In 2014, Hare Wynn succeed in achieving a $25 million settlement for the Commonwealth of Kentucky as a result of a lawsuit filed by the Attorney General against Merck. Please see below for a brief background on the history of Vioxx litigation.
About Hare Wynn Newell & Newton, LLP
In its second century of practice, Hare Wynn is one of the most respected plaintiffs’ litigation firms in the country. Hare Wynn’s success has come as a result of the unique opportunity its attorneys have had to become both experienced and successful trial lawyers, as well as legal tacticians. Whether arguing to a jury in a rural county in Arkansas or to the United States Supreme Court, Hare Wynn’s lawyers have a proven track record of success for their clients. Hare Wynn began in the late 1800’s, and through the firm’s founder, Francis Hare, was instrumental in making plaintiffs’ litigation affordable to those needing high quality representation in significant litigation. Built on a legacy of representing individuals, Hare Wynn continues to build on more than 100 years of successful trial experience in its representation of individuals, Fortune 500 companies, small business, and government entities. Most recently, the magnitude of the firm’s litigation success was recognized when Hare Wynn was identified as one of the top plaintiff’s firms in the United States in being named to the National Law Journal’s Plaintiffs’ Hot List. The Journal honored Hare Wynn as one of 20 firms nationally “that are at the cutting edge of plaintiffs’ work – and giving the defense a run for their money.”
Time Line and Background: Vioxx Litigation
- November 1998 – Merck submits its application for Vioxx to the FDA and the FDA approved Merck’s request for an expedited review.
- May 1999 – the FDA approves Vioxx for marketing in the United States.
- March 2000 – Merck becomes aware of the results of its VIGOR trial. This trial was designed to establish that Vioxx was safer on the stomach than traditional pain medication. However, this study showed that patients taking Vioxx suffered 5 times as many heart attacks as patients taking Naproxen (Aleve). Beginning in March 2000, and continuing for the next year, a flurry of media reports and scientific articles questioned the cardiovascular safety of Vioxx.
- April 2000 – April 2002 – Through numerous Press Releases, communications to sale representatives, and scientific articles authored by Merck employees, Merck repeatedly informed the public and scientific community that it stood behind the cardiovascular safety of Vioxx.
- September 2001 – the FDA sent a Warning Letter to Merck related to its marketing of Vioxx. The FDA offered a scathing account of Merck marketing practices noting that Merck had no way to know whether or not Vioxx increased the risk of heart attacks and that it was misleading for Merck to state that it stood behind the cardiovascular safety of Vioxx.
- April 2002 – September 2004 – The scientific community continued to publish studies questioning the cardiovascular safety of Vioxx.
- August 2004 – Dr. Graham presents an analysis suggesting that Vioxx caused tens of thousands of heart attacks and deaths in the United States.
- September 28, 2004 – Merck, citing a recent study, withdraws Vioxx from the market because it concluded there was a link between taking Vioxx and an increase in heart attacks.

Image-grounded pointing data

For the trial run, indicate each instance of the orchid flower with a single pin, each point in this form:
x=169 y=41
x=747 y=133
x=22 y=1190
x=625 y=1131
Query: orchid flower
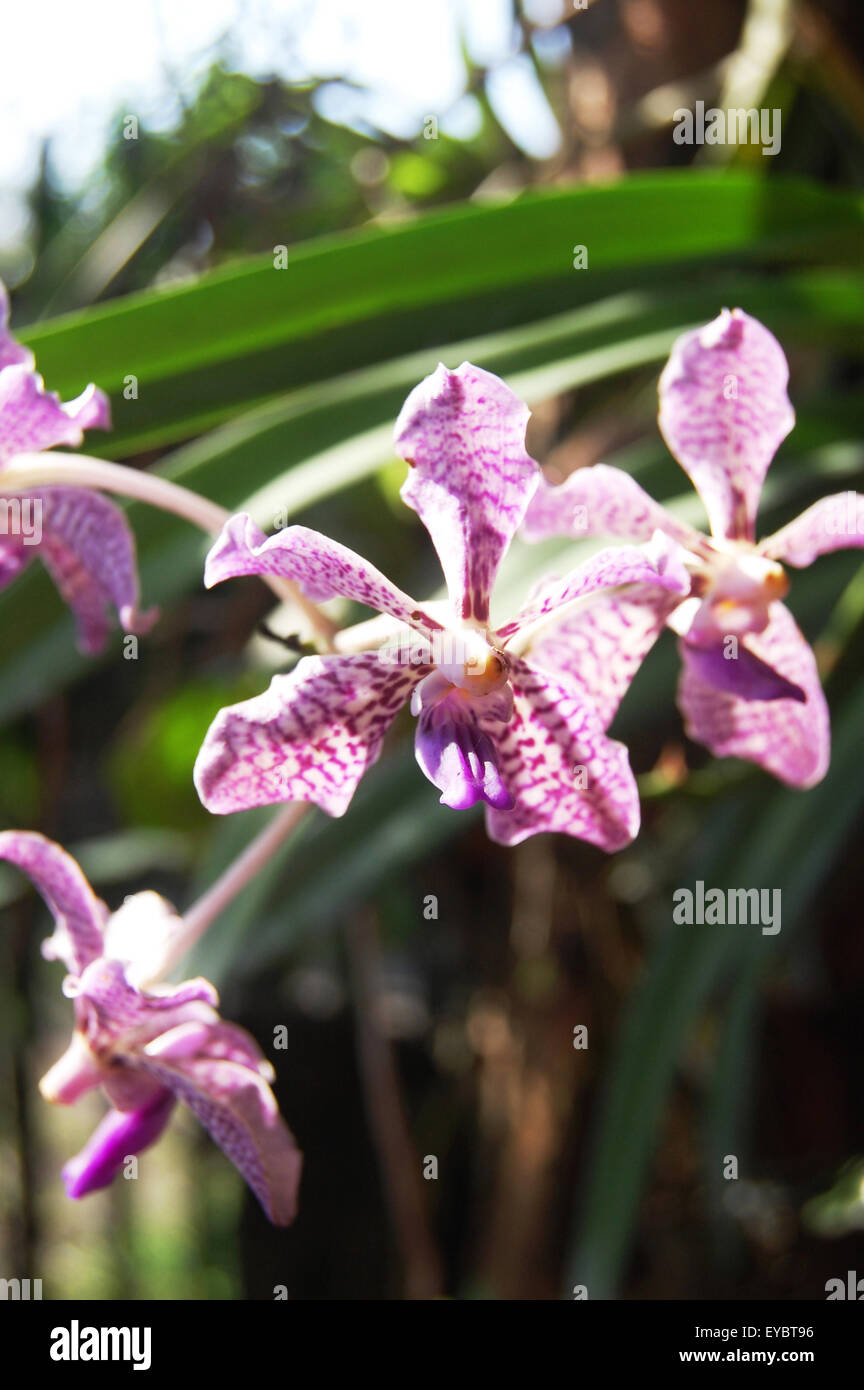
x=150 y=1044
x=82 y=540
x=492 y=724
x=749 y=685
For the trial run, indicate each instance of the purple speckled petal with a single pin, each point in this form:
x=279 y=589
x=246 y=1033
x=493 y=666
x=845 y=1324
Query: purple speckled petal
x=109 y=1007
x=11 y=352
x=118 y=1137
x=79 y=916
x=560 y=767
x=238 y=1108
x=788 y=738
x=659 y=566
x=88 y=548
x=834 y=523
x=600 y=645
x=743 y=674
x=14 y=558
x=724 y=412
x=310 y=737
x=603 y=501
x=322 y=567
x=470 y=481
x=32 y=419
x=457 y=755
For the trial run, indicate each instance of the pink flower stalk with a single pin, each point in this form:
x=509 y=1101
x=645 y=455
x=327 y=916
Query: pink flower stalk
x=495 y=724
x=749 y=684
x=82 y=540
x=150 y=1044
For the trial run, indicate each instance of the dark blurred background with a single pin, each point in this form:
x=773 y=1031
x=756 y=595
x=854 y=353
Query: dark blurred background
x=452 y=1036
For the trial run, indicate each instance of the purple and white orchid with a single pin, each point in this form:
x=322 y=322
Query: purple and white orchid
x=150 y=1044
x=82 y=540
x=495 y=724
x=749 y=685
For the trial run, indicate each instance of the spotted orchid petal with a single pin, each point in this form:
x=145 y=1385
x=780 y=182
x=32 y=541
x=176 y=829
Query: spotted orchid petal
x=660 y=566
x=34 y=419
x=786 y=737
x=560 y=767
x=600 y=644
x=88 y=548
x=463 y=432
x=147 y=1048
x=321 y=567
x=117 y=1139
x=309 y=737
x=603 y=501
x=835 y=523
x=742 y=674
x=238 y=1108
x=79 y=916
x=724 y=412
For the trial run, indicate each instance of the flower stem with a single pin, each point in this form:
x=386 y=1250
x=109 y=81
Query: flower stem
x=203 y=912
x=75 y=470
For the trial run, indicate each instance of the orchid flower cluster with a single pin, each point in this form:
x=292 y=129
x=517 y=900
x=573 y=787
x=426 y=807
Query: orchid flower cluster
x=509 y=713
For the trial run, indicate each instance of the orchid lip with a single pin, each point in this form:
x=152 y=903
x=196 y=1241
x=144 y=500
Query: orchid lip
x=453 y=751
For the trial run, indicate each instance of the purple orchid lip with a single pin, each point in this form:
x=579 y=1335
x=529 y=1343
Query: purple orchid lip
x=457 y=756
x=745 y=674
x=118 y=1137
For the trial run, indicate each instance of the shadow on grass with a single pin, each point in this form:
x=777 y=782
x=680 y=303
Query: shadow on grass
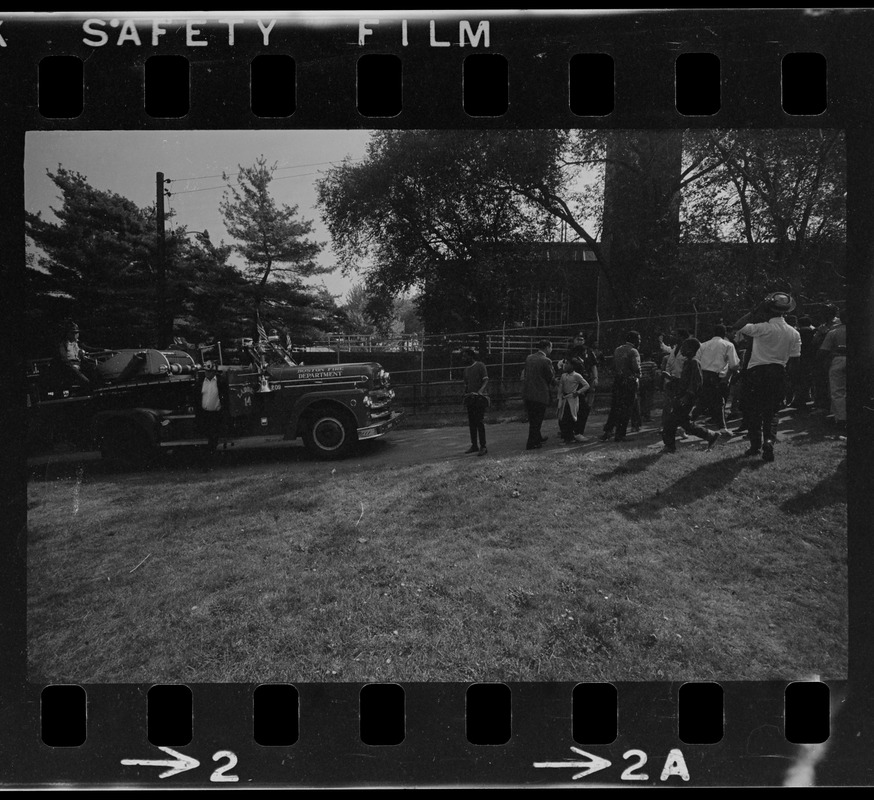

* [What to work on]
a. In the text about Hare Wynn and the Vioxx litigation, do these statements hold? For each, answer yes or no and quote the words that decide it: (i) The FDA approved Vioxx for marketing in the United States in May 1999. (ii) The VIGOR trial was designed to establish that Vioxx was safer for the heart than traditional pain medication. (iii) The National Law Journal honored Hare Wynn as one of 50 firms nationally.
b. Repeat the stretch of the text about Hare Wynn and the Vioxx litigation from "In 2014, Hare" through "of Vioxx litigation.", word for word.
The records are unrelated to the text about Hare Wynn and the Vioxx litigation.

* [Solutions in order]
a.
(i) Yes: "May 1999 – the FDA approves Vioxx for marketing in the United States."
(ii) No: "This trial was designed to establish that Vioxx was safer on the stomach than traditional pain medication."
(iii) No: "The Journal honored Hare Wynn as one of 20 firms nationally"

b.
In 2014, Hare Wynn succeed in achieving a $25 million settlement for the Commonwealth of Kentucky as a result of a lawsuit filed by the Attorney General against Merck. Please see below for a brief background on the history of Vioxx litigation.